▸ **Compito a**
Restituisci tutte le righe dei record che contengono la parola "wicker", distinguendo tra maiuscole e minuscole.

▸ **Testo citato**

○ ○ ○ ○ ○

Siamo come i discepoli durante il tragitto ad Emmaus: non riconosciamo il Signore che sta con noi. Tu ed io possiamo essere ciechi per tutte le cose che sono non necessarie; e quelle che sono peccaminose; tutte le cose cattive e buone che non sono di Dio. Possono cancellare, o almeno, smussare la nostra visione della presenza dello Spirito Santo nei nostri simili, in mezzo a noi, ora.
4. l’Avvento è tempo di speranza e gioia. In particolare, il centro di questa domenica è la gioia e specialmente la gioia di San Giovanni Battista che viene a proclamare un altro che è più grande di lui. Dobbiamo ricordare che la speranza non è sola un “segno personale”, qualcosa di segreto e strettamente per noi. Queste sono le parole del Papa Benedetto XVI:
La nostra speranza è sempre ed essenzialmente anche speranza per gli altri; solo così sarà realmente speranza anche per me. Come cristiani, non dovremmo domandarci mai solamente: Come posso salvarmi io stesso? Dovremmo domandarci anche: Che cosa posso fare affinché altri si salvino ed affinché sorga anche per essi la stella dalla speranza? Allora avrò fatto il massimo anche per la mia salvezza personale. (Spe Salvi).

○ ○ ○ ○ ○

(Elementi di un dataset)
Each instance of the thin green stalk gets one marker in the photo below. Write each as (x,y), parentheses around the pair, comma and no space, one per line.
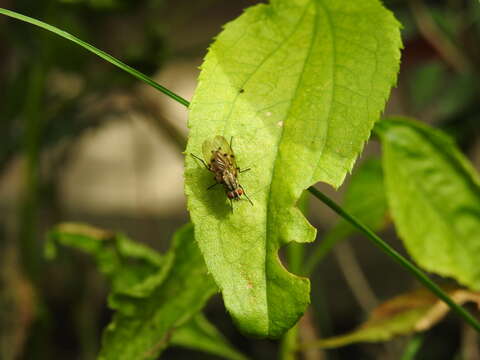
(323,248)
(429,284)
(412,347)
(30,202)
(97,52)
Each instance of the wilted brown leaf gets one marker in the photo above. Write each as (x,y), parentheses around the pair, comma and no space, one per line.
(404,314)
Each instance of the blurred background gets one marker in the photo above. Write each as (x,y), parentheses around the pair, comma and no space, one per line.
(81,140)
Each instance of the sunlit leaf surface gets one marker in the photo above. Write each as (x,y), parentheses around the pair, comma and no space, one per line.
(298,84)
(434,197)
(153,295)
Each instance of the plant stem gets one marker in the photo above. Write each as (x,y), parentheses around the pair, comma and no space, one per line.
(412,347)
(429,284)
(97,52)
(323,248)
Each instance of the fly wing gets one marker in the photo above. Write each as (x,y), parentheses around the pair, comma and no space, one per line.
(220,143)
(208,149)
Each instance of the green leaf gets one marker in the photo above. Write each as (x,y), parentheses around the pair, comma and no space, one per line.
(132,268)
(364,199)
(200,334)
(365,196)
(144,331)
(153,294)
(299,85)
(434,197)
(404,314)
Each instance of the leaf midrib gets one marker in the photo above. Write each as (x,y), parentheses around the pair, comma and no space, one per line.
(269,204)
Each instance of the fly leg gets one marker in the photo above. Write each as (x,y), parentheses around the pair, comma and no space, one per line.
(212,186)
(244,193)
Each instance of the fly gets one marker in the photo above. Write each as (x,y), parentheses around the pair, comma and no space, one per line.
(218,158)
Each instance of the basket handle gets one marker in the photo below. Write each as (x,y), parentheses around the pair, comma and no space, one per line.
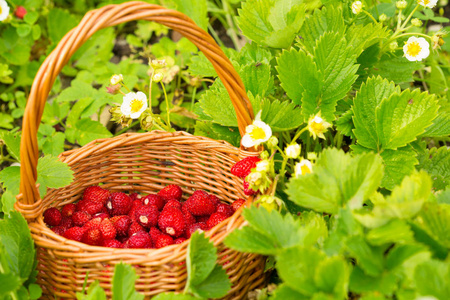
(93,21)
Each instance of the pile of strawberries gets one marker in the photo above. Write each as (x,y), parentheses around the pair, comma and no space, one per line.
(118,220)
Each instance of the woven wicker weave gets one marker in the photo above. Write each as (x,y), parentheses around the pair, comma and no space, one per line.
(145,163)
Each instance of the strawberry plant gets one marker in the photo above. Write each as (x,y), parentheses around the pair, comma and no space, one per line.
(351,107)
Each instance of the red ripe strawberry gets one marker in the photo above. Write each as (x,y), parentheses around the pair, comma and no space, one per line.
(173,203)
(118,204)
(238,203)
(92,237)
(59,230)
(247,190)
(107,230)
(134,228)
(112,244)
(147,216)
(66,222)
(215,219)
(154,233)
(139,240)
(154,200)
(225,209)
(79,218)
(199,204)
(179,240)
(171,191)
(75,233)
(20,12)
(163,240)
(52,216)
(121,223)
(171,221)
(243,167)
(68,210)
(200,226)
(96,193)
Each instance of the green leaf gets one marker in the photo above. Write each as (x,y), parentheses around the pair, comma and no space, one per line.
(272,23)
(10,177)
(200,260)
(53,173)
(123,283)
(297,267)
(437,163)
(369,258)
(432,278)
(328,188)
(281,116)
(59,22)
(12,141)
(16,240)
(367,99)
(216,285)
(402,117)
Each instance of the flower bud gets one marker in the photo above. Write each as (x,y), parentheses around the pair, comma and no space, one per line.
(382,18)
(293,151)
(416,22)
(401,4)
(272,142)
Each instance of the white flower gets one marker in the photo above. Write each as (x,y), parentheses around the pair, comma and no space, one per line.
(303,167)
(356,7)
(262,166)
(116,78)
(416,49)
(317,126)
(4,10)
(134,104)
(256,133)
(428,3)
(292,151)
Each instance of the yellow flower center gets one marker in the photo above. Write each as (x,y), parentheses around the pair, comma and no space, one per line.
(257,133)
(413,49)
(136,105)
(305,169)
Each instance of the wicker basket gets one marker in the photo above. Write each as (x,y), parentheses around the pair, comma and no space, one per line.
(142,162)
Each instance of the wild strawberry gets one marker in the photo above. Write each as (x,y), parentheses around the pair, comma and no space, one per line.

○ ○ ○ ○ ○

▸ **Compito b**
Rispondi alle domande sul testo sull'Avvento.
(i) A chi siamo paragonati quando non riconosciamo il Signore che sta con noi?
(ii) Di chi è la gioia su cui si concentra in particolare questa domenica?
(iii) Da quale documento è tratta la citazione di Papa Benedetto XVI?

▸ **Risposta svolta a**
Each instance of the woven wicker weave gets one marker in the photo above. Write each as (x,y), parentheses around the pair, comma and no space, one per line.
Each instance of the wicker basket gets one marker in the photo above. Write each as (x,y), parentheses around the pair, comma and no space, one per line.

▸ **Risposta svolta b**
(i) Ai discepoli durante il tragitto ad Emmaus.
(ii) Di San Giovanni Battista.
(iii) Dalla Spe Salvi.